Requirement | Recast the material below, from the line containing "mark the clenched fist -- a dot per instance" through the end of the material, inclusive, as a Markdown table with the columns Row and Line text. Leave out any blank lines.

Records provided |

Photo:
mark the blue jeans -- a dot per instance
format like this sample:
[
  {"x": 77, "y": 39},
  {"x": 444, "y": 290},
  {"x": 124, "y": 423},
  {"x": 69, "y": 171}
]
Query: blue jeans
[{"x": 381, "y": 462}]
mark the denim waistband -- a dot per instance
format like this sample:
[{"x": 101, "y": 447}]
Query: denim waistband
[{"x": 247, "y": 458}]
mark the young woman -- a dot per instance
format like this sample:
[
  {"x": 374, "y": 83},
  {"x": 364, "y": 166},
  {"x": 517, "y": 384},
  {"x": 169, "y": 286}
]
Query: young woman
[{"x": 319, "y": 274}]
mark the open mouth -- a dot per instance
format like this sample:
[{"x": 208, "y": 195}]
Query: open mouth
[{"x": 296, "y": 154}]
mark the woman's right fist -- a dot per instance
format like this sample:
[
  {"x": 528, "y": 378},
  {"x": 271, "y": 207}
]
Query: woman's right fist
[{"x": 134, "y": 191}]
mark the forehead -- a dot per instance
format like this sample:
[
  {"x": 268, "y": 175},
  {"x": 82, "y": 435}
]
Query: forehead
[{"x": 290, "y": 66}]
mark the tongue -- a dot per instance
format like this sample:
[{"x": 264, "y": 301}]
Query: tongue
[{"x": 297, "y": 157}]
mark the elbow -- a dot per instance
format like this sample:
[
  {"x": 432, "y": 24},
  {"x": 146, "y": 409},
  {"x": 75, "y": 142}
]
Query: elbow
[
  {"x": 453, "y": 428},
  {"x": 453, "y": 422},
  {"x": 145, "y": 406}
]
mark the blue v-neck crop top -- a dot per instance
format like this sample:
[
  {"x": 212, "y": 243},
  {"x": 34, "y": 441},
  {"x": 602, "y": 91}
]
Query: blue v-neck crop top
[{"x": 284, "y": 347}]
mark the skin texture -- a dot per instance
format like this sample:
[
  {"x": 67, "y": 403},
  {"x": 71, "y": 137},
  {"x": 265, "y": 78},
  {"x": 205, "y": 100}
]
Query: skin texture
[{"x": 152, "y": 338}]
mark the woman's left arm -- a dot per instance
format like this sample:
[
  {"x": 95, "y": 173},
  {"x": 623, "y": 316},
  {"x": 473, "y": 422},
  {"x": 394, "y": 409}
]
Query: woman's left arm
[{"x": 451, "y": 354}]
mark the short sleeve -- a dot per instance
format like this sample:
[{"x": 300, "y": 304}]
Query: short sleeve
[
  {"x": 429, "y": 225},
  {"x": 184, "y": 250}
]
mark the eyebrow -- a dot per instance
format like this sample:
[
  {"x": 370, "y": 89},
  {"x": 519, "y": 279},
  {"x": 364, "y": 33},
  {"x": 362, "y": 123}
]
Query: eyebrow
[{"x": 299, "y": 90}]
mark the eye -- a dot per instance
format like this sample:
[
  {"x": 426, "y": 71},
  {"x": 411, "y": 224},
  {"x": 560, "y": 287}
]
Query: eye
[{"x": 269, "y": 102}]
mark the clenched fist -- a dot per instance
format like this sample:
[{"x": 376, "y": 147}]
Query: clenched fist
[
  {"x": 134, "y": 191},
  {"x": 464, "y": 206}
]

Solution for this exercise |
| Row | Line text |
|---|---|
| 1 | mark the clenched fist -- a dot per instance |
| 2 | format like this sample: |
| 3 | [{"x": 376, "y": 147}] |
| 4 | Query: clenched fist |
| 5 | [ |
| 6 |   {"x": 134, "y": 191}, |
| 7 |   {"x": 464, "y": 206} |
| 8 | ] |